# Extract to read
====================

The only solid basis for Democratic opposition was that the House bill didn't include action on DACA, an issue with a March 5 deadline on which Republicans (including the president) had signaled willingness to negotiate. Really, were Democrats determined to shut down the government because they didn't trust the current majority party's promises to support legal relief for this cohort of illegal immigrants (aka "the dreamers")?

The answer turned out to be "yes," in part because Democrats had taken lots of flak from pro-immigration advocates for agreeing to a CR in mid-December. They were also hoping for an assist from the president's erratic participation in the negotiations.

Consider this statement explaining Senator Tom Carper's vote to support a filibuster of the House bill and thereby prevent it from being brought up for discussion. Congress votes against a continuing resolution that fails to adequately address nation's priorities, [Carper] press release,
1/20/18.

•The idea of sending nearly one million Dreamers away from the only home they've ever known is not only heartless, but it flies in the face of our nation's economic self-interest. A key ingredient in continuing our economic expansion is ensuring we have a workforce that enables employers from coast to coast to fill the millions of jobs that are going unfilled today.

•During his meeting with our Democratic leader [Senator Chuck Schumer] in the White House yesterday, President Trump was offered the one thing that he's sought the most-authorization for building a wall along our nation's southern border. Apparently, that's not enough. Walking away from that offer has to make me think that the president really meant what he said when he said previously that our country "needs a good shutdown." In truth, there's no such thing as a "good shutdown."

Similar views were expressed by Senator Schumer, House Minority Leader Nancy Pelosi, and others who labeled the shutdown they were voting for as the "Trump shutdown."

====================

# Given records

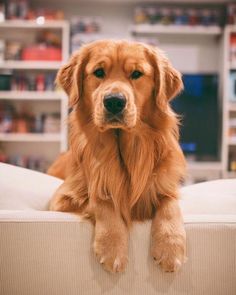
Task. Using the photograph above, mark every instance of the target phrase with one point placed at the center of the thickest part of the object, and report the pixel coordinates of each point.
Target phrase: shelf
(173, 29)
(231, 174)
(33, 24)
(31, 95)
(30, 137)
(232, 106)
(31, 65)
(204, 166)
(232, 141)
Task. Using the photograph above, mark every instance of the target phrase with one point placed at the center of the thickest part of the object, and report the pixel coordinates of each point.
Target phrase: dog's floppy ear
(168, 81)
(70, 76)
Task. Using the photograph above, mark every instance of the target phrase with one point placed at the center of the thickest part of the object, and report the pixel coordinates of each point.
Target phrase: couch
(47, 253)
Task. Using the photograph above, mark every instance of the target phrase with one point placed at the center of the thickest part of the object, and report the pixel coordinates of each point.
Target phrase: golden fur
(120, 171)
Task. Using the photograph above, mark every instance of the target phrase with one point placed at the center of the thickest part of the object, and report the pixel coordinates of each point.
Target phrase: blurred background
(37, 37)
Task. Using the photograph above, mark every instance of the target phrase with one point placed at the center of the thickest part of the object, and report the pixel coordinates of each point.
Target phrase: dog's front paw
(168, 250)
(111, 252)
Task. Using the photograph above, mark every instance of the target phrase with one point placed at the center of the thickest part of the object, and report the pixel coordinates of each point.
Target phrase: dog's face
(119, 82)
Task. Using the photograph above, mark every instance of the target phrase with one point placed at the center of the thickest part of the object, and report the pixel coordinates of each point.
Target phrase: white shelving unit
(207, 36)
(229, 107)
(173, 29)
(53, 143)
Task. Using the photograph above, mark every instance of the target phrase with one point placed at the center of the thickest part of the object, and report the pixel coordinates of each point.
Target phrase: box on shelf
(186, 15)
(24, 121)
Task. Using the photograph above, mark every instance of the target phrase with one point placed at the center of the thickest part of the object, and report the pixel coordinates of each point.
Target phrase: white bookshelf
(173, 29)
(229, 107)
(56, 142)
(31, 95)
(30, 65)
(170, 38)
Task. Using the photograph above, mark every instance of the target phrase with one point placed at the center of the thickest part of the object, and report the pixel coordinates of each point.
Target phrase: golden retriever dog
(124, 163)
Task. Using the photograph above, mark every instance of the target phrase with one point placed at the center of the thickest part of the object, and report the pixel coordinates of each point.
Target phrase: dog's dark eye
(99, 73)
(135, 75)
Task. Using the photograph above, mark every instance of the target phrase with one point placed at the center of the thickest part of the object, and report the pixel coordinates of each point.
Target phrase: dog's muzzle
(114, 103)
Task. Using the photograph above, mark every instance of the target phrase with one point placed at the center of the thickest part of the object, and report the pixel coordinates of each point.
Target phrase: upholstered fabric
(44, 252)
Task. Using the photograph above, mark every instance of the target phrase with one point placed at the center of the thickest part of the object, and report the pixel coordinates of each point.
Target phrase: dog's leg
(111, 237)
(168, 245)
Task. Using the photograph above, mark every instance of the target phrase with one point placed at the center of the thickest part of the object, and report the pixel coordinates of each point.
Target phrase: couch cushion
(24, 189)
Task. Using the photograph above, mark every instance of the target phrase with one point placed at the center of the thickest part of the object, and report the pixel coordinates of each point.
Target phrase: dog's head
(118, 83)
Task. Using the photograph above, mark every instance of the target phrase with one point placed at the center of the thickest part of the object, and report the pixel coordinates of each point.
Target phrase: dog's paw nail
(116, 265)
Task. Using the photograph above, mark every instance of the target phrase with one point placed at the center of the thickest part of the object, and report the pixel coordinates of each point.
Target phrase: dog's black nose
(114, 103)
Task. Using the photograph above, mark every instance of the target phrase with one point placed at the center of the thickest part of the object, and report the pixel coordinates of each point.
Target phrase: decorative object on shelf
(14, 121)
(21, 10)
(231, 14)
(177, 16)
(84, 30)
(47, 47)
(27, 82)
(232, 89)
(232, 53)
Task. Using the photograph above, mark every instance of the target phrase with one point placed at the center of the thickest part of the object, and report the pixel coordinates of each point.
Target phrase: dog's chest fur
(121, 167)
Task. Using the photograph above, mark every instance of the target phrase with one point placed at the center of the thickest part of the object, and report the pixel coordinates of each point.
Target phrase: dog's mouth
(114, 118)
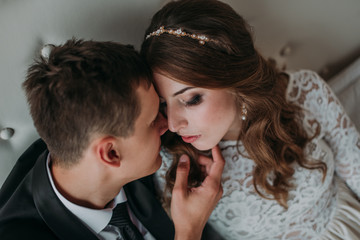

====================

# Things to do
A) According to the passage on the government shutdown, what deadline did the DACA issue face?
B) Copy the passage on the government shutdown starting at "The answer turned" and ending at "in the negotiations.", replacing "flak" with "criticism".
The listing isn't needed for any of this.

# Results for each task
A) March 5

B)
The answer turned out to be "yes," in part because Democrats had taken lots of criticism from pro-immigration advocates for agreeing to a CR in mid-December. They were also hoping for an assist from the president's erratic participation in the negotiations.